Stored items:
╔══

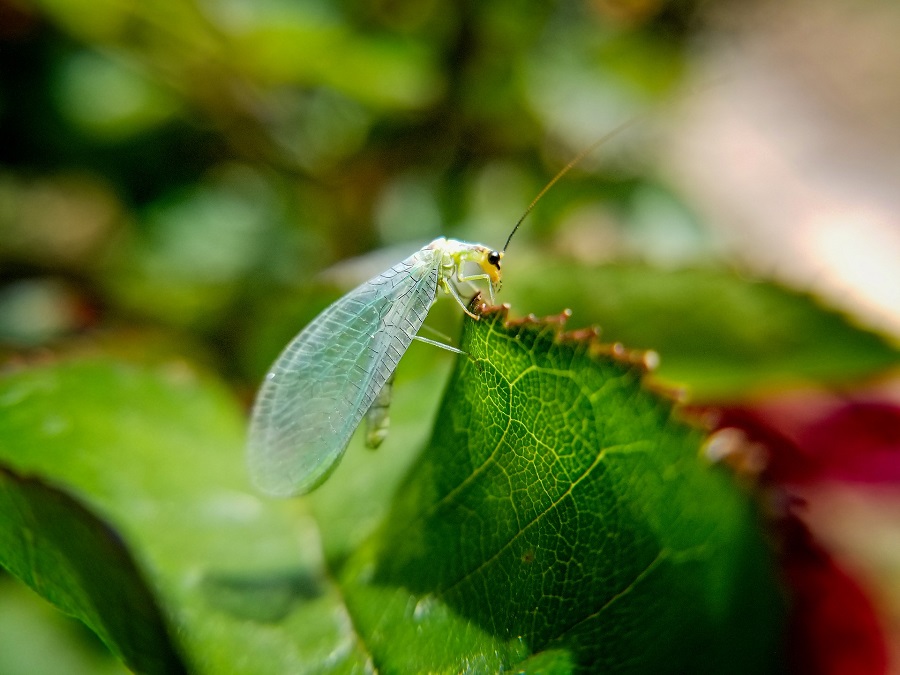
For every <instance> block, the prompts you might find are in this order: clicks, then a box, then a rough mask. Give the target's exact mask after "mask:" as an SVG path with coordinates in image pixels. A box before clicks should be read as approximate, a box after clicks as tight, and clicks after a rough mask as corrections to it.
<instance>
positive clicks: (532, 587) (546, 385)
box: [342, 313, 781, 673]
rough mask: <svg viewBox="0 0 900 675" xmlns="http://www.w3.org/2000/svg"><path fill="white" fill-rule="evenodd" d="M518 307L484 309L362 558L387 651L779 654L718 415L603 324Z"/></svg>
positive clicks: (704, 653)
mask: <svg viewBox="0 0 900 675" xmlns="http://www.w3.org/2000/svg"><path fill="white" fill-rule="evenodd" d="M503 318H504V317H503V315H502V314H501V313H494V314H491V315H487V316H484V317H483V318H482V320H481V321H479V322H471V321H467V322H465V329H464V334H463V340H462V348H463V349H464V350H465V351H466V352H468V354H469V355H470V356H471V358H469V359H465V358H463V359H460V360H459V362H458V366H457V369H456V371H455V372H454V374H453V377H452V379H451V382H450V385H449V388H448V390H447V393H446V395H445V398H444V402H443V404H442V407H441V410H440V412H439V415H438V419H437V422H436V424H435V429H434V432H433V436H432V439H431V441H430V443H429V445H428V447H427V448H426V449H425V451H424V453H423V454H422V456H421V459H420V460H419V461H418V462H417V464H416V465H415V466H414V468H413V470H412V471H411V473H410V474H409V476H408V478H407V480H406V481H405V482H404V484H403V485H402V486H401V489H400V490H399V491H398V493H397V497H396V499H395V502H394V505H393V510H392V513H391V516H390V518H389V519H388V520H387V521H386V523H385V526H384V528H383V530H382V531H381V533H380V534H379V535H378V536H377V537H376V538H375V539H374V540H373V541H372V542H371V545H370V546H369V547H367V548H366V549H364V550H363V551H361V552H360V553H359V554H357V556H356V557H355V558H354V559H353V560H352V562H351V564H349V565H348V566H347V567H346V569H345V573H344V575H343V576H342V586H343V587H344V589H345V590H344V592H345V597H346V598H347V601H348V604H349V605H350V608H351V614H352V615H353V616H354V620H355V623H356V625H357V627H358V630H359V631H360V633H361V634H362V635H366V636H368V637H367V638H366V639H367V643H368V648H369V649H370V650H371V653H372V655H373V656H372V657H373V661H374V663H375V664H376V665H379V666H381V665H383V666H385V668H387V666H388V664H390V665H391V666H395V665H396V664H397V663H402V664H403V668H401V669H400V670H402V671H404V672H413V671H417V672H423V671H433V672H457V671H458V670H460V669H462V668H463V667H464V664H471V663H478V664H479V666H478V668H477V670H484V671H489V670H497V669H500V668H501V667H510V666H513V665H515V664H516V663H517V660H518V659H521V658H523V656H525V655H531V654H533V655H534V656H532V657H531V659H529V661H528V663H529V664H532V665H534V670H535V672H539V671H542V670H543V666H542V664H554V665H553V666H552V667H550V666H547V671H549V672H566V671H568V670H569V669H570V666H571V668H574V669H576V670H585V671H590V672H598V671H603V672H606V671H615V672H637V673H643V672H662V671H665V672H772V669H773V668H774V667H775V666H776V661H775V658H776V657H775V654H776V653H777V649H776V648H775V645H776V644H777V641H778V632H779V626H780V618H781V609H780V604H779V600H778V593H777V590H776V588H775V584H774V581H773V577H772V572H771V561H770V558H769V553H768V550H767V548H766V546H765V545H764V544H763V543H762V541H761V539H760V535H759V531H758V528H757V524H756V516H755V514H754V509H753V508H752V505H751V503H750V501H749V500H748V499H747V497H746V496H745V495H744V494H742V493H741V492H740V491H739V490H737V489H736V488H735V486H734V485H733V484H732V482H731V480H730V477H729V476H727V475H725V474H724V472H722V471H720V470H719V469H717V468H715V467H710V466H709V465H708V464H707V463H706V462H705V461H704V460H703V459H702V458H701V457H700V456H699V449H700V446H701V443H702V441H703V436H702V434H701V433H699V432H698V431H697V430H695V429H693V428H691V427H689V426H687V425H685V424H683V423H681V422H679V421H678V419H677V416H676V415H674V411H673V407H672V404H671V403H670V402H669V401H667V400H665V399H662V398H660V397H659V396H657V395H655V394H654V393H652V392H650V391H648V390H647V389H646V388H645V387H644V385H643V383H642V381H643V377H644V371H643V369H642V367H641V366H639V365H635V364H633V363H631V362H629V361H628V360H625V359H623V358H622V357H618V356H611V355H609V354H608V353H604V350H603V348H601V347H599V346H598V345H597V344H595V343H594V342H593V341H592V340H590V339H588V338H589V335H588V334H585V335H582V336H581V337H580V338H579V339H574V338H571V337H569V338H567V337H565V336H562V335H560V332H559V323H552V322H551V323H535V324H529V323H525V324H518V325H508V324H505V323H504V321H503ZM411 623H412V624H415V630H414V629H413V626H410V624H411ZM401 636H402V639H399V638H400V637H401ZM401 645H402V647H401ZM464 649H467V650H470V651H469V653H467V654H462V653H461V652H463V650H464ZM403 659H405V660H403ZM566 664H569V665H568V666H567V665H566ZM529 668H530V666H529ZM547 671H544V672H547Z"/></svg>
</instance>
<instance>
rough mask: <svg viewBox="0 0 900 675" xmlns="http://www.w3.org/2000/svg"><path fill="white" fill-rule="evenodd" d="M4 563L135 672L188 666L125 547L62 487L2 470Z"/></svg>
mask: <svg viewBox="0 0 900 675" xmlns="http://www.w3.org/2000/svg"><path fill="white" fill-rule="evenodd" d="M0 563H2V564H3V566H4V567H6V568H7V569H9V570H10V571H11V572H12V573H13V574H15V575H16V576H18V577H19V578H20V579H22V580H23V581H25V582H26V583H27V584H28V585H29V586H31V587H32V588H33V589H34V590H36V591H37V592H38V593H40V594H42V595H43V596H44V597H46V598H47V599H48V600H50V601H51V602H53V603H54V604H55V605H56V606H58V607H59V608H60V609H61V610H63V611H64V612H66V613H68V614H71V615H72V616H75V617H77V618H79V619H81V620H82V621H84V623H85V624H86V625H87V626H89V627H90V628H92V629H93V630H94V631H95V632H96V633H97V635H99V636H100V638H101V639H102V640H103V642H105V643H106V645H107V646H108V647H109V648H110V650H111V651H112V652H113V653H115V654H117V655H118V656H119V657H120V658H121V659H122V660H123V661H124V662H125V664H126V665H128V667H129V668H131V669H132V670H134V671H135V672H139V673H180V672H184V669H183V667H182V665H181V660H180V658H179V657H178V655H177V654H176V653H175V650H174V648H173V647H172V645H171V643H170V641H169V638H168V635H167V634H166V628H165V625H164V623H163V619H162V616H161V615H160V613H159V608H158V607H157V605H156V602H155V600H154V598H153V595H152V593H151V591H150V589H149V588H148V587H147V586H146V585H145V584H144V583H143V580H142V578H141V574H140V573H139V572H138V570H137V568H136V566H135V563H134V561H133V560H132V558H131V556H130V555H129V553H128V551H127V549H126V548H125V547H124V546H123V544H122V542H121V541H120V540H119V539H118V538H117V537H116V535H115V533H113V532H112V531H110V530H109V529H108V528H107V527H106V525H105V524H104V523H103V522H101V521H100V520H98V519H97V518H96V517H95V516H93V515H92V514H91V513H89V512H88V511H87V510H86V509H84V507H82V506H81V505H80V504H79V503H78V502H76V501H75V500H74V499H72V498H71V497H69V496H68V495H66V494H65V493H63V492H60V491H59V490H56V489H54V488H52V487H50V486H47V485H44V484H43V483H42V482H41V481H38V480H35V479H31V478H25V477H22V476H19V475H17V474H15V473H12V472H10V471H3V470H0Z"/></svg>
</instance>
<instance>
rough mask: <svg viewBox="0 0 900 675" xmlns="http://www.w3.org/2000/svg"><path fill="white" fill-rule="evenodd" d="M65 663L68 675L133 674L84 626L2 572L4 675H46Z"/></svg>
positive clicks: (2, 667) (0, 575) (0, 659)
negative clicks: (129, 673)
mask: <svg viewBox="0 0 900 675" xmlns="http://www.w3.org/2000/svg"><path fill="white" fill-rule="evenodd" d="M61 664H64V665H65V669H66V673H68V674H70V675H126V674H127V673H128V672H130V671H128V670H127V669H126V668H125V666H123V665H122V664H121V662H120V661H119V660H118V659H116V658H115V657H113V656H112V655H111V654H110V653H109V652H108V651H107V650H106V649H104V647H103V645H102V644H101V643H100V642H99V641H98V640H97V638H96V636H95V635H94V634H93V633H91V632H90V631H88V630H87V629H86V628H85V627H84V626H83V625H82V624H81V623H79V622H77V621H75V620H73V619H70V618H68V617H65V616H63V615H62V614H60V613H59V612H58V611H57V610H56V608H55V607H53V606H52V605H51V604H49V603H48V602H46V601H45V600H43V599H42V598H41V597H40V596H38V595H37V594H36V593H34V592H33V591H32V590H30V589H29V588H27V587H26V586H24V585H23V584H21V583H18V582H17V581H15V580H14V579H13V578H12V577H9V576H7V575H5V574H2V573H0V673H2V674H3V675H45V674H46V673H53V672H57V671H58V670H59V668H60V666H61Z"/></svg>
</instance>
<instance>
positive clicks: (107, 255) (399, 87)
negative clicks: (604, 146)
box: [0, 0, 693, 378]
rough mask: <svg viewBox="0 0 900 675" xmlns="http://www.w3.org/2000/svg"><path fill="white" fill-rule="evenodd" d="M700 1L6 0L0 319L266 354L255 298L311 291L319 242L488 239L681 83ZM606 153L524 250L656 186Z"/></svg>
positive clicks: (1, 221) (52, 331)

╚══

▸ **DESCRIPTION OF THE TASK**:
Quote verbatim the line containing "negative clicks: (604, 146)" and every line after it through the end of the records above.

▸ **ANSWER AREA**:
negative clicks: (604, 146)
box: [0, 0, 693, 378]
rough mask: <svg viewBox="0 0 900 675" xmlns="http://www.w3.org/2000/svg"><path fill="white" fill-rule="evenodd" d="M700 1L6 0L0 319L266 354L255 298L311 291L319 242L488 239L681 83ZM606 153L524 250L656 186Z"/></svg>
positive clicks: (1, 221) (52, 331)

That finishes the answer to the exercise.